**WHAT THE EXERCISE ASKS**: Reproduce, word for word and in full, the passage below on doctors' own health and diet.

**DOCUMENT EXTRACT**:
<<<<
Doctors, as revealed by their personal appearances, many times do not

exemplify good health. Obese cardiologists are common. You are

surprised? You would think that with all the information doctors have

at hand, and as smart as most are, they would be making better choices

than the general public—my observations say that’s not the case.

They suffer with the same bad health as everyone else, and are just as

overweight. Some, like Dr. Rogers, have come to the conclusion

they must learn and change, or they die.

 

Doctors know next to nothing about the proper feeding of the

human being and there are few learning opportunities. Most are

wealthy enough to eat all the lobsters, porterhouse steaks, and cheese

soufflés money can buy. A plate of roast beef, with a side of

butter-topped mashed potatoes, and vegetables dripping with

Hollandaise sauce; all finished off by cheesecake, is a typical dinner

served at medical meetings. The ongoing medical education for

almost all doctors is provided by a provocatively dressed drug sales

rep, arriving daily with pizza and donuts for the office staff.
>>>>
**DATA SUPPLIED**:
<<<<
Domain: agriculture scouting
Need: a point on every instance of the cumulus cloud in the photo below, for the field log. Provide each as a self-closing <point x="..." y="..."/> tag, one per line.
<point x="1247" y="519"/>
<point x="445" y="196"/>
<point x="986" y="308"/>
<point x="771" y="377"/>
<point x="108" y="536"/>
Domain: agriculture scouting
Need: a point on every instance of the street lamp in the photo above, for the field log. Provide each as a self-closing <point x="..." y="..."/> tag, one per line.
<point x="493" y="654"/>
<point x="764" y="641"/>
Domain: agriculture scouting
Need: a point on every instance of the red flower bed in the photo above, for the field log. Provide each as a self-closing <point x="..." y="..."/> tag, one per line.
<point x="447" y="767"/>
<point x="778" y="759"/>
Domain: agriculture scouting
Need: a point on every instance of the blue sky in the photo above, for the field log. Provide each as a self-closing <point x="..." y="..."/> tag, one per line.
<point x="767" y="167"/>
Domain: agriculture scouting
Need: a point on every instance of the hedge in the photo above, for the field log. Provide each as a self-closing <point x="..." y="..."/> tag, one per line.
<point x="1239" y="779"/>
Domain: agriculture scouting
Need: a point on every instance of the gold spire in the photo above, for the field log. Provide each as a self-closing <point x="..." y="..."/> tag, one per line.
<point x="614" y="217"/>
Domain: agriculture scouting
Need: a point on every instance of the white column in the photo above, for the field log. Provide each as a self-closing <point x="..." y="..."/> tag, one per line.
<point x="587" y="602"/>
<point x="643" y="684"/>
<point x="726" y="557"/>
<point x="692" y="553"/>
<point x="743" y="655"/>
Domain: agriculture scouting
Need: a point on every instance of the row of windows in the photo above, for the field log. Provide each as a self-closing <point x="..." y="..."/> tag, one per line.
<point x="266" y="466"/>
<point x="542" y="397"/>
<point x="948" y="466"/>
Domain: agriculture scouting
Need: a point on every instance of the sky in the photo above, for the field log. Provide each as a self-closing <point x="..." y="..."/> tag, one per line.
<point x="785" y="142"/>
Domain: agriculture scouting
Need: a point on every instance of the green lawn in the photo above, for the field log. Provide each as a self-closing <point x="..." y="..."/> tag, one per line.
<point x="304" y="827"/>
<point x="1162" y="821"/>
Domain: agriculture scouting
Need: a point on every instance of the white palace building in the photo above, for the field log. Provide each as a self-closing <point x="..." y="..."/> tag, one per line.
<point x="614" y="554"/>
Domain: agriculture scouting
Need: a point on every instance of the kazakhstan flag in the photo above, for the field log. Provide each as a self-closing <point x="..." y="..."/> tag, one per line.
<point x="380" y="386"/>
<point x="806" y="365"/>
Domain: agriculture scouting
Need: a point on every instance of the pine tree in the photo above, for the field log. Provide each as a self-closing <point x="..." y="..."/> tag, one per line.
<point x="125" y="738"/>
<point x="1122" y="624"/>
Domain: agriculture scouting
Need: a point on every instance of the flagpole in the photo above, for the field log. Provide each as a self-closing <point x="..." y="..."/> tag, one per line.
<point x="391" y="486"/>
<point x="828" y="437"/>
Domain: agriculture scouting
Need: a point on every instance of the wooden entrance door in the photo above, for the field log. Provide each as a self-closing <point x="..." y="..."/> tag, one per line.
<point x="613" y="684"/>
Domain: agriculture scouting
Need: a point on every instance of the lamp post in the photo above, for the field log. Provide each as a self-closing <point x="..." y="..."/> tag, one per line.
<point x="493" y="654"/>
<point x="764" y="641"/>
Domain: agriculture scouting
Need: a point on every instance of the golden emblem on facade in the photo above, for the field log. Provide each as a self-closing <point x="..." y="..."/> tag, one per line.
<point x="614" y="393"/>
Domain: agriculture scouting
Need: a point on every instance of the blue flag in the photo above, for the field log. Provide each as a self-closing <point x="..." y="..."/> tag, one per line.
>>>>
**YOUR SOLUTION**:
Doctors, as revealed by their personal appearances, many times do not

exemplify good health. Obese cardiologists are common. You are

surprised? You would think that with all the information doctors have

at hand, and as smart as most are, they would be making better choices

than the general public—my observations say that’s not the case.

They suffer with the same bad health as everyone else, and are just as

overweight. Some, like Dr. Rogers, have come to the conclusion

they must learn and change, or they die.

 

Doctors know next to nothing about the proper feeding of the

human being and there are few learning opportunities. Most are

wealthy enough to eat all the lobsters, porterhouse steaks, and cheese

soufflés money can buy. A plate of roast beef, with a side of

butter-topped mashed potatoes, and vegetables dripping with

Hollandaise sauce; all finished off by cheesecake, is a typical dinner

served at medical meetings. The ongoing medical education for

almost all doctors is provided by a provocatively dressed drug sales

rep, arriving daily with pizza and donuts for the office staff.